■ **ページ本文**
========================================================================

また、産業用不動産の開発には多額の資金が必要である。この開発資金調達のため、ベトナム不動産ディベロッパーが海外からの資本を調達するトレンドもみられる。
主要なプレイヤー
この記事では、5つのベトナムの不動産大手企業を紹介する。以下に紹介される企業は実施する案件が多いだけではなく、資金、土地や案件の開発能力が高い企業をピックアップしている。
Vinhomes (ビンホーム)
ビンホームの基本情報
設立年 | 2008 |
本店所在地 | ハノイ市 |
HP | www.vinhomes.vn |
資本金(2022) | 43,544 Bil VND |
2008年にBIDV-PP都市株式会社という社名で設立された現在のVinhomesは、国内最大コングロマリットであるVinGroupの子会社である。 Vinhomesは、国内全土で開発プロジェクトに関与することで、親会社の不動産事業の顧客や関係企業と緊密な関係を持ち、VinGroupのエコシステムによる多くの利点を享受している。主な事業分野は、中級および高級分野の多目的住宅用不動産の開発、販売、運営である。
ビンホームの特徴
Vinhomesが国内不動産業界トップに君臨している要因として、以下の点が挙げられる。
- 今後のベトナム経済を牽引する高収入・若年層の家庭をターゲットとしている。
- 核家族のライフスタイルに適した、スマートな設計、小面積、モダンな設備を整えた住宅の開発に注力している。
- 国内最大コングロマリットの強みを活かし、住宅(Vinhomes)、医療(Vinmec)、教育(Vinschool)、小売(Vincom)など複合的な不動産開発を行う。
- Vingroupの一員であるネームブランドが広く認知されているため、購入者からの信頼感が高く、販売力も高い。
NOVALAND(ノバランド)
ノバランドの基本情報
設立年 | 2007 |
本店所在地 | ホーチミン市 |
HP | www.novaland.com.vn |
資本金(2021) | 10,817 Bil VND |
Novaland Groupは規模的にはVinhomesに次ぐ大手不動産ディベロッパーであり、主に南部で事業展開している。これまで開発したプロジェクトの大半が南部のホーチミン市内である。M&Aによる事業用地取得、外部企業による開発、自社よる販売を戦略としている。またプロジェクトのラインナップも幅広く、住宅の他に工業団地や観光不動産(リゾート等)の開発も行っている。
ノバランドの特徴
- 売上は主にコンドミニアム、オフィステル(住居機能とオフィス機能を合わせ持つ物件タイプ)、商業施設の開発・販売収益が90%以上を占め、残りは賃貸住宅・商業施設など賃貸物件による家賃収入である。
- 自社主導のプロジェクト開発以外に、他社未完成プロジェクトを買収により引き継ぎ、開発するケースも多い。メリットとしては、開発事前調査が不要となり、別のプロジェクトに資金を回せる点にある。
- Novalandのホームグラウンドであるホーチミン市でも他社との競争が激化しているため、バリア・ブンタウ市、カントー市、カインホア省等で1,000Ha超のリゾート開発を実施している。
Khang Dien House(カンディン・ハウス)

========================================================================

(自然言語による領域記述)
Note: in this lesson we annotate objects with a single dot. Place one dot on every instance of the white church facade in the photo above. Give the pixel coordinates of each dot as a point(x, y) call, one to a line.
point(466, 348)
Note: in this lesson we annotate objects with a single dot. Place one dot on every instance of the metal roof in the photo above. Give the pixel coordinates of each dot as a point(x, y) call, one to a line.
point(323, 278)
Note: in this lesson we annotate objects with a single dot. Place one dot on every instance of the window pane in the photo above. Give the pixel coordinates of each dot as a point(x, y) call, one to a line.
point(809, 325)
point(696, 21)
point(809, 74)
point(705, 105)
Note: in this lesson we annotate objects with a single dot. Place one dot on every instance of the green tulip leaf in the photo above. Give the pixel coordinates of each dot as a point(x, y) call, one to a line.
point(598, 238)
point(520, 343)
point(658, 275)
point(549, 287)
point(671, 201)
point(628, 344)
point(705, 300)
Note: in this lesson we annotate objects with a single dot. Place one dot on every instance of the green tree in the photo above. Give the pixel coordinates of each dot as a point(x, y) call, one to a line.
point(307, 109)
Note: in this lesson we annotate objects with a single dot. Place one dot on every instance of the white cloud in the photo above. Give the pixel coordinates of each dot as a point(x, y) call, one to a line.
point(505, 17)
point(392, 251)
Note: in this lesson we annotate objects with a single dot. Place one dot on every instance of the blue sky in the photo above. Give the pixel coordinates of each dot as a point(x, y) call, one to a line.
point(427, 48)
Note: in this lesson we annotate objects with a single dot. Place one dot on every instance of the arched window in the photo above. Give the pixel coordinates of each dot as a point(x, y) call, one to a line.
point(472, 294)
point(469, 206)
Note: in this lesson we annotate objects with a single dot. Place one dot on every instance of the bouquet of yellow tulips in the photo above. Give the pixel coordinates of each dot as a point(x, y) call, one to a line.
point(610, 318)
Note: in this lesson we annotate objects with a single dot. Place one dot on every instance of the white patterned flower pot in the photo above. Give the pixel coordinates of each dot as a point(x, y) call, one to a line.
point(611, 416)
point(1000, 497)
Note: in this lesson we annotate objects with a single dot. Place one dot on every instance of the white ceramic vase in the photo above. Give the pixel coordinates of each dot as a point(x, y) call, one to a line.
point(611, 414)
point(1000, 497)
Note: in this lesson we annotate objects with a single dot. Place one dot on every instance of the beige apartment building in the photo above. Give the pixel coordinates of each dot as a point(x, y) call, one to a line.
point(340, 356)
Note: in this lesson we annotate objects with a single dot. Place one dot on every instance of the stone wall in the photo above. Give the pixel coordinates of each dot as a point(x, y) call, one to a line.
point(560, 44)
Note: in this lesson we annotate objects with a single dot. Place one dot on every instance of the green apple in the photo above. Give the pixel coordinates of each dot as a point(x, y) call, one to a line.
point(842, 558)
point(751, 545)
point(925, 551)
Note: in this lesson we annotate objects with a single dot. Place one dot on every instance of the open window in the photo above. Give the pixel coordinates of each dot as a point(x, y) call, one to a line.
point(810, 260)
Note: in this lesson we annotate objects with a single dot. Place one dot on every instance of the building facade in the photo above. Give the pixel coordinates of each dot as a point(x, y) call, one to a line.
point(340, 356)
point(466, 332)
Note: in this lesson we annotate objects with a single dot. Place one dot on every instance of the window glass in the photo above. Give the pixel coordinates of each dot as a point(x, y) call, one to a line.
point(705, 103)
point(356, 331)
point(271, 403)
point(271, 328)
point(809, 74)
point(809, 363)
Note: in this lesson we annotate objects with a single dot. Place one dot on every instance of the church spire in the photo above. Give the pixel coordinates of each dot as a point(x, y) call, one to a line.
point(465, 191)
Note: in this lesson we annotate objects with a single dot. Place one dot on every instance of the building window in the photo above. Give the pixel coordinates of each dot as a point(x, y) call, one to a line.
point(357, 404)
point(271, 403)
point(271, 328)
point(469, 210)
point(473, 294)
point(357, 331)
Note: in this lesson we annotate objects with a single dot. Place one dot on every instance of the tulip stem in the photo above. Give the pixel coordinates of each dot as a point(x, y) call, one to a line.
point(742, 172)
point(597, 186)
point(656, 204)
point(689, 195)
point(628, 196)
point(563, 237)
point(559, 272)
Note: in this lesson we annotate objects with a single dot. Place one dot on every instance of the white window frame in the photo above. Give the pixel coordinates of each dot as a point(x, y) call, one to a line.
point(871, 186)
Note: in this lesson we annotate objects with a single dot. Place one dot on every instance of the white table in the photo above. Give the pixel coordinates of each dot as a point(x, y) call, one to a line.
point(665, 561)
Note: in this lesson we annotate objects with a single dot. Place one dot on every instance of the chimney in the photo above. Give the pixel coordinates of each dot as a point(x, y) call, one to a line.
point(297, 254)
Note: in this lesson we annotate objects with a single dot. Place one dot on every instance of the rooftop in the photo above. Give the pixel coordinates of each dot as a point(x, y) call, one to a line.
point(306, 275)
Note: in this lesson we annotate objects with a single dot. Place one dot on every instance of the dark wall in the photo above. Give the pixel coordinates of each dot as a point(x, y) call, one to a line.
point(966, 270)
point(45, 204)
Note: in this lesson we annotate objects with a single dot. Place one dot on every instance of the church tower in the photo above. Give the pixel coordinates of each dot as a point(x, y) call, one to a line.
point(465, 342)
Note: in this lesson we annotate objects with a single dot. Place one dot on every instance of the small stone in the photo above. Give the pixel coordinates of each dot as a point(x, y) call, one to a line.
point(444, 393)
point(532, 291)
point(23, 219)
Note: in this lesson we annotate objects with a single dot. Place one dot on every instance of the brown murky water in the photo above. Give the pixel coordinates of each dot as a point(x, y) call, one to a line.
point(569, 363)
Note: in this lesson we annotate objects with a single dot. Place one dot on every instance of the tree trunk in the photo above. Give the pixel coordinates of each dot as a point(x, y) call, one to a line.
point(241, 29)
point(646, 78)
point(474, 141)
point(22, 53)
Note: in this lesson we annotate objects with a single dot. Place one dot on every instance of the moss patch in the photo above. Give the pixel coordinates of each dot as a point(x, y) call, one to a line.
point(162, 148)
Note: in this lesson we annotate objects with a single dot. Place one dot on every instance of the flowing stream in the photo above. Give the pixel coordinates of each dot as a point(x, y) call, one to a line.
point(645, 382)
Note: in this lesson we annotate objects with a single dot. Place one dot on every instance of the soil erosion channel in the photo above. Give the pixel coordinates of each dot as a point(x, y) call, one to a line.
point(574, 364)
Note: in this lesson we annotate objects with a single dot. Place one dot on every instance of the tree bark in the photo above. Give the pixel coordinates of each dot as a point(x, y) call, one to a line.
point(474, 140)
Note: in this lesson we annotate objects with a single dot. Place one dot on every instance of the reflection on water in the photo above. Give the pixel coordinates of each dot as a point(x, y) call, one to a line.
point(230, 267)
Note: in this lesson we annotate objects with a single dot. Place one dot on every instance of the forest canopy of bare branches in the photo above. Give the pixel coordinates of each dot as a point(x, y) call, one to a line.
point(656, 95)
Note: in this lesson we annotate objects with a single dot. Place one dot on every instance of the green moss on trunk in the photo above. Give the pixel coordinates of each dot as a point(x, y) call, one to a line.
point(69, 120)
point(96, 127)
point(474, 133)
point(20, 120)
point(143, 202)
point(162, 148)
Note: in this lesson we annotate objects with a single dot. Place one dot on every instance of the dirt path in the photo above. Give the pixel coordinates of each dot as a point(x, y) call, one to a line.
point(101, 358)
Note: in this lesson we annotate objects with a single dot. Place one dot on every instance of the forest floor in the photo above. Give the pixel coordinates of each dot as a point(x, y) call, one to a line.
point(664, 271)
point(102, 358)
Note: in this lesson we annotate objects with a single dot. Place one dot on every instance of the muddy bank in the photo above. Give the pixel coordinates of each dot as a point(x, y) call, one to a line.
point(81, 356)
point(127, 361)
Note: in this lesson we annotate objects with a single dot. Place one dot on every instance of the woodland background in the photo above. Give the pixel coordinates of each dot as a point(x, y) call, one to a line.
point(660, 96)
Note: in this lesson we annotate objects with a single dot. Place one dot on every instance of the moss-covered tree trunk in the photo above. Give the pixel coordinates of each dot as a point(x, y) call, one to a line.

========================================================================

ベトナムの不動産大手企業を紹介するページ本文を、末尾の続きから書き進めてください。

カンディン・ハウスの基本情報
設立年 | 2001 |
本店所在地 | ホーチミン市 |
HP | www.khangdien.com.vn |
資本金(2021) | 6,429 Bil VND |
2001年に設立され、ホーチミン市を中心に開発を行っている。高層マンションの他に、2~3階の低層住宅街の開発実績が多い。
カンディン・ハウスの特徴
- 高い成長が見込まれるホーチミン市のトゥドゥック市、7区などに注力して住宅の開発を行う。
- 特に中級クラスの住宅開発の実績が豊富で、品質の面でも評価が高い。また住宅街の周りの緑地整備、節電設備の設置等、環境にも配慮した住宅開発を行っている。
Nam Long(ナムロン)
ナムロンの基本情報
設立年 | 1992 |
本店所在地 | ホーチミン市 |
HP | www.namlongvn.com |
資本金(2021) | 3,452 Bil VND |
Nam Long社は比較的長い歴史を有する不動産ディベロッパーで、近年ではロンアン省、ドンナイ省、カントー市等、今後大きな経済発展が見込める衛星都市での都市・住宅開発に注力している。
ナムロンの特徴
- 外資系企業との共同プロジェクトに積極的に参加しており、2015年から2021年までの7年間で、阪急阪神不動産や西日本鉄道などの日系企業と9件の共同開発を行った。外資系企業との協力において重要な内部統制の整備、経営の透明性の強化にも力を入れており、今後も日系企業と多くの共同事業を行っていきたい方針を明らかにしている。
- ホーチミン市やハノイ市等の都市部以外における開発案件が多いため、地価もまだ安く、比較的小さな投資コストで開発を行えるというメリットを活かしている。
SONADEZI Chau Duc(ソナデジ・チヤウドック)
ソナデジ・チヤウドックの基本情報
設立年 | 2007 |
本店所在地 | ドンナイ省 |
HP | www.sonadezichauduc.com.vn |
資本金(2021) | 1,000 Bil VND |
Sonadezi Chau Duc社は、ベトナム工業団地開発公社(Sonadezi)の傘下企業で、2007年に設立された。バリア・ブンタウ省のチャウドゥック工業団地を中心に、主にインフラの提供と工業団地のリース事業を行っている。その他、住宅開発、ゴルフコースの運営、物流サービス、港湾開発および廃水処理、環境技術などの幅広い分野で事業展開している。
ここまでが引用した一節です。